[Dataset entries]

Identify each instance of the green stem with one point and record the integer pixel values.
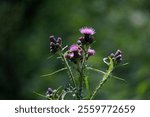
(104, 79)
(87, 87)
(69, 69)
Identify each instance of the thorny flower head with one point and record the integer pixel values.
(88, 38)
(87, 31)
(117, 57)
(91, 52)
(74, 53)
(55, 44)
(49, 92)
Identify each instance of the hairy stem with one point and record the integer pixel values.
(69, 69)
(104, 79)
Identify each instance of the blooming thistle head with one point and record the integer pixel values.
(117, 57)
(75, 53)
(87, 31)
(91, 52)
(49, 92)
(88, 38)
(55, 44)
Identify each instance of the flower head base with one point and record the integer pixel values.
(88, 38)
(73, 48)
(117, 57)
(91, 52)
(55, 44)
(87, 31)
(49, 92)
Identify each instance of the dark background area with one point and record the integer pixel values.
(25, 27)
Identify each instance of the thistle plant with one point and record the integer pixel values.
(75, 60)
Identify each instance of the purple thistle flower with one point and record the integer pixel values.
(73, 48)
(87, 30)
(69, 55)
(91, 52)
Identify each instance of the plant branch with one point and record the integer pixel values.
(104, 79)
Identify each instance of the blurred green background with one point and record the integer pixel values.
(25, 27)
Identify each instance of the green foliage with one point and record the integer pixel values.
(24, 46)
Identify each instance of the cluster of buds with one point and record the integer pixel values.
(117, 57)
(87, 38)
(55, 44)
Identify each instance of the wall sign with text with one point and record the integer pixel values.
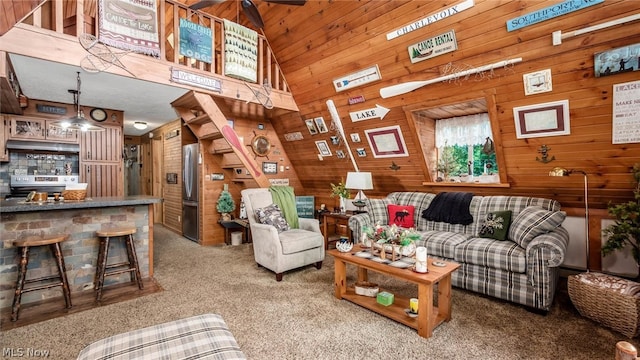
(357, 78)
(550, 12)
(432, 47)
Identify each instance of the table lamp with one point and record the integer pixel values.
(359, 181)
(558, 171)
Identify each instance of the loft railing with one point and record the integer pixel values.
(80, 16)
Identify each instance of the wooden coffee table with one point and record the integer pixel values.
(429, 316)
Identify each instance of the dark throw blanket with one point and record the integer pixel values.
(452, 208)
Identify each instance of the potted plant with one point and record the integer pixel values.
(341, 192)
(625, 232)
(225, 204)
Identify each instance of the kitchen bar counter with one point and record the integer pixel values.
(19, 205)
(80, 220)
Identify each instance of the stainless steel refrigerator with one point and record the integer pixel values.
(190, 176)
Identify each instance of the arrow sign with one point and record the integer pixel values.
(378, 111)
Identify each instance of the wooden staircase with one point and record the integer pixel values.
(207, 116)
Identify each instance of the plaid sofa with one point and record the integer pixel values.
(521, 269)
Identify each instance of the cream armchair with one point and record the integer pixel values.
(280, 252)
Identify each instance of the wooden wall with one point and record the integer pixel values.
(172, 163)
(312, 56)
(211, 232)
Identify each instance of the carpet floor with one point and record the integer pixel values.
(299, 318)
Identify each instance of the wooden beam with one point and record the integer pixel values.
(219, 117)
(65, 49)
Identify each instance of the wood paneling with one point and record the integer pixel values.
(172, 163)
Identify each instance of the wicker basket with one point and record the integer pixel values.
(608, 307)
(74, 194)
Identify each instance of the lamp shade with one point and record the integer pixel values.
(359, 181)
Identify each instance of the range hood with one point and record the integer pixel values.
(42, 146)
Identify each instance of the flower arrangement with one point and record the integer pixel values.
(340, 190)
(391, 234)
(225, 204)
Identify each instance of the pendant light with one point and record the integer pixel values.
(78, 122)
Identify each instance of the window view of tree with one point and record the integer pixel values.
(465, 148)
(455, 160)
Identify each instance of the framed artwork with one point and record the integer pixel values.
(617, 61)
(537, 82)
(323, 148)
(269, 168)
(322, 127)
(387, 142)
(311, 126)
(546, 119)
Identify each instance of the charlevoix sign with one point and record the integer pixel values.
(437, 16)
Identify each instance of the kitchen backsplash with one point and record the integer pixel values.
(31, 163)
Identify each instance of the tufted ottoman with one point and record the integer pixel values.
(199, 337)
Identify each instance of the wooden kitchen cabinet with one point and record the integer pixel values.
(25, 128)
(57, 133)
(101, 165)
(102, 179)
(104, 146)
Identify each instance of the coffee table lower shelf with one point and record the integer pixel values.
(395, 311)
(432, 311)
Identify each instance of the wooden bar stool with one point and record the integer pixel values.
(104, 269)
(61, 278)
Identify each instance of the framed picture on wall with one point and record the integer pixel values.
(323, 148)
(545, 119)
(386, 142)
(617, 61)
(311, 126)
(322, 127)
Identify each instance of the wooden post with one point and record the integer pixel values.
(625, 351)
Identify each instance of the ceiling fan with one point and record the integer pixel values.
(249, 8)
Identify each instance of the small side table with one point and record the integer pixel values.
(335, 226)
(236, 224)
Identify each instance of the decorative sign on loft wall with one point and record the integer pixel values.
(617, 61)
(432, 47)
(626, 112)
(50, 109)
(537, 82)
(129, 25)
(437, 16)
(240, 52)
(357, 78)
(376, 112)
(550, 12)
(195, 41)
(187, 78)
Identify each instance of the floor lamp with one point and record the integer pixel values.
(558, 171)
(359, 181)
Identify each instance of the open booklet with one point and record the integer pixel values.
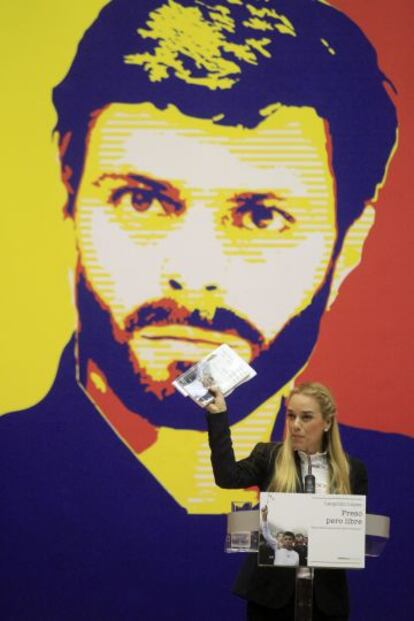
(223, 368)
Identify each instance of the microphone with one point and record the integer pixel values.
(310, 483)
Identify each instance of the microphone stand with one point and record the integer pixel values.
(304, 576)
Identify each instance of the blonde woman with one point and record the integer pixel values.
(311, 432)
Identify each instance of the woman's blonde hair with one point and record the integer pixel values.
(285, 478)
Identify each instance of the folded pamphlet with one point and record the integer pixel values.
(223, 368)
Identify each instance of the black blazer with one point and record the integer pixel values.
(274, 587)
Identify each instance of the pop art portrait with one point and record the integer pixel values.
(211, 173)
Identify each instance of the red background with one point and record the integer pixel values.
(365, 347)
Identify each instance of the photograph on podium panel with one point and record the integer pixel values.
(185, 179)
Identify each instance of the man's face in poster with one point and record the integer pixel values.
(191, 234)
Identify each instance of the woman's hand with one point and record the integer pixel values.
(219, 403)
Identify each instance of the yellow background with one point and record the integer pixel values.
(38, 42)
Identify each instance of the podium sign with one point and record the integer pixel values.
(312, 530)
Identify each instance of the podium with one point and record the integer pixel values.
(245, 534)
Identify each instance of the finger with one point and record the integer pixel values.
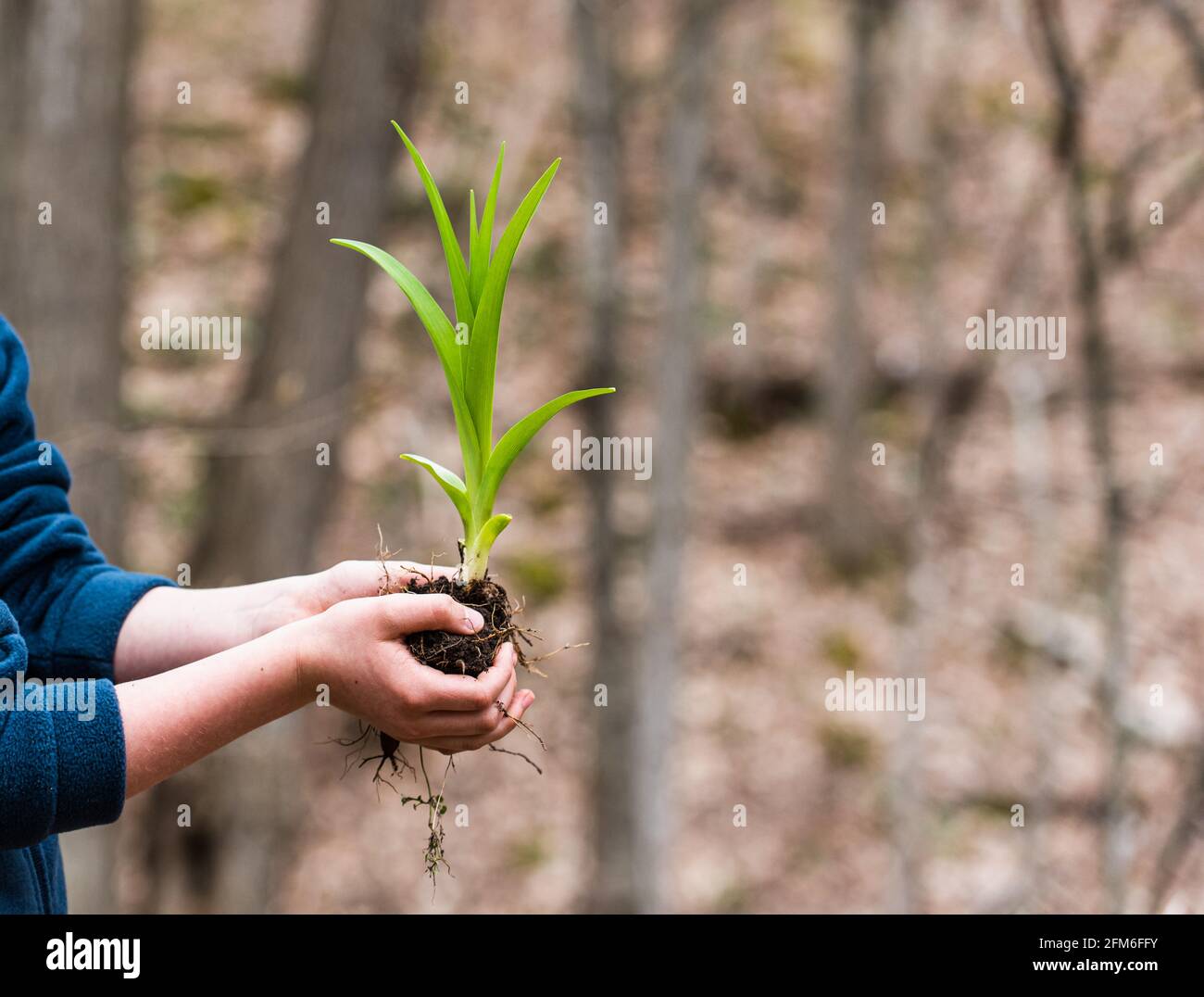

# [WRITTEN PROBLEM]
Can you quote every item above word for word, leaving the pictures out of your answer?

# [WRITTEN ANSWER]
Identify each instance of the green stem with one point and record the integer pixel values.
(104, 79)
(87, 87)
(69, 69)
Identify each instance of the thorny flower head with one point and record the integer pixel values.
(88, 38)
(87, 31)
(117, 57)
(91, 52)
(74, 53)
(55, 44)
(49, 92)
Identify each instance of the hairy stem with one point and record the integer pixel values.
(69, 69)
(104, 79)
Identify each instance of the blooming thistle head with one point and record the integer pixel values.
(117, 57)
(75, 53)
(87, 31)
(91, 52)
(49, 92)
(88, 38)
(55, 44)
Identify each instance of the flower head base with one point and record the integer pixel values.
(88, 38)
(73, 48)
(117, 57)
(91, 52)
(55, 44)
(87, 31)
(49, 92)
Identify each instance of the dark background area with one point and record the integer pixel values.
(25, 27)
Identify each instance of the thistle plant with one point and record the integer pixel values.
(75, 60)
Identify each instance of the purple thistle flower with one point and record the integer pixel values.
(73, 48)
(87, 30)
(69, 55)
(91, 52)
Identify each instance of the plant branch with one point and record the integer pixel values.
(104, 79)
Identify each instance of the blurred green background with one point and record the integer pixel values.
(25, 27)
Identify each instance of the green foliage with one point and record the integer pixel values.
(24, 46)
Identify each instance of the cluster of buds with one point and record the integer pixel values.
(117, 57)
(87, 38)
(55, 44)
Identify each instance of the wall sign with text with one point and record the integer pixel values.
(357, 78)
(550, 12)
(432, 47)
Identify each instance of the table lamp with one point and record the integer pixel values.
(359, 181)
(558, 171)
Identify each instance of the loft railing with one point and record the integer pixel values.
(80, 16)
Identify each instance of the wooden coffee table with one point and record the integer pixel values.
(429, 316)
Identify each instance of the dark throw blanket with one point and record the integer pixel values.
(452, 208)
Identify each instance of the potted plant with one point and record the integer pixel values.
(341, 192)
(625, 232)
(225, 204)
Identify each instance of the kitchen bar counter with one point and record the integer pixel values.
(19, 205)
(80, 220)
Identify each instance of the stainless steel refrigerator with one point and record the integer pixel values.
(190, 176)
Identify each instance of the arrow sign with one point and record the integer pixel values.
(378, 111)
Identify each instance of the wooden staircase with one point and record the integer pixel values.
(207, 116)
Identify each instance of the plaid sofa with one point and record the integer pixel values.
(521, 269)
Identify each instance of the cream armchair with one point and record the integer pixel values.
(280, 252)
Identify each instance of the wooden wall with one point and record the integer pixel values.
(172, 163)
(312, 56)
(211, 232)
Identify each instance of the carpet floor with one point and record the integer pixel values.
(299, 318)
Identify each instance of the wooden beam with one point and record the integer pixel values.
(219, 117)
(65, 49)
Identify each instance of the wood paneling with one point and record the integer pixel values.
(172, 163)
Identify each instance of the wicker basket with one point and record the integer pixel values.
(608, 307)
(74, 194)
Identify each instance of the lamp shade with one point and record the integer pixel values.
(359, 181)
Identify each instance of the range hood with one point and record the integer pixel values.
(42, 146)
Identify each instance of the flower arrangement with one point and record the integer pixel values.
(340, 190)
(391, 234)
(225, 204)
Identify each instance of the pendant light with one point and record the integer pixel values.
(78, 122)
Identify each instance of the window view of tree with one point and record the integer pixel values.
(465, 148)
(455, 160)
Identify each instance of the framed artwork with one point and record the integer pixel values.
(617, 61)
(537, 82)
(323, 148)
(269, 168)
(322, 127)
(387, 142)
(311, 126)
(546, 119)
Identify each instance of the charlevoix sign with one point and record the integer pixel values.
(437, 16)
Identify each instance of the kitchen backsplash with one point and record the integer pixel values.
(31, 163)
Identify each instance of the tufted ottoman with one point and record the integer pixel values.
(199, 337)
Identify each instance of the wooden kitchen cabinet with one point and record the integer pixel values.
(25, 128)
(57, 133)
(101, 165)
(102, 179)
(104, 146)
Identify each instance of the coffee table lower shelf with one point and record the integer pixel values.
(395, 311)
(432, 311)
Identify each instance of the wooden bar stool with one point and record the integer pixel values.
(104, 269)
(61, 278)
Identify each instance of the framed picture on wall with one point and record the integer pixel values.
(323, 148)
(545, 119)
(386, 142)
(617, 61)
(311, 126)
(322, 127)
Identify each instance of the wooden post with one point and record the integer pixel values.
(625, 351)
Identify each instance of the ceiling fan with one point and record the integer pixel values.
(249, 8)
Identify each instance of the small side table with one point and record the integer pixel values.
(335, 226)
(236, 224)
Identify each instance of the decorative sign on loft wall with one point and record the integer pixel values.
(617, 61)
(432, 47)
(626, 112)
(50, 109)
(537, 82)
(129, 25)
(437, 16)
(240, 52)
(357, 78)
(376, 112)
(550, 12)
(195, 41)
(187, 78)
Identify each instance of the floor lamp with one point and record the integer pixel values.
(558, 171)
(359, 181)
Identify each instance of the open booklet with one point and record the integer pixel values.
(223, 368)
Identify each instance of the microphone with one point and record the integer pixel values.
(310, 483)
Identify each instance of the microphone stand with one point and record the integer pixel values.
(304, 576)
Identify each instance of the blonde woman with one point and record the integer pixel values.
(311, 432)
Identify each instance of the woman's blonde hair with one point and record the integer pixel values.
(285, 478)
Identify each instance of the folded pamphlet with one point and record the integer pixel values.
(223, 368)
Identify each instance of the black blazer with one point and record the integer pixel values.
(274, 587)
Identify each instance of the pop art portrait with one point and record the integer pixel values.
(211, 173)
Identify each instance of the red background with one point and record the integer pixel values.
(365, 347)
Identify each instance of the photograph on podium panel with one point and record the integer pixel values.
(185, 179)
Identify each instance of the man's face in poster with one point and record the integer pixel values.
(191, 234)
Identify each instance of the woman's hand with one point and record the integer pixel values.
(219, 403)
Identify each instance of the yellow background with one point and record the integer pixel values.
(38, 42)
Identify each instance of the podium sign with one point and record the integer pixel values.
(312, 530)
Identify each instance of the podium with one point and record the integer pixel values.
(245, 534)
Identify each instance of the finger with one point and record the integer pixel values.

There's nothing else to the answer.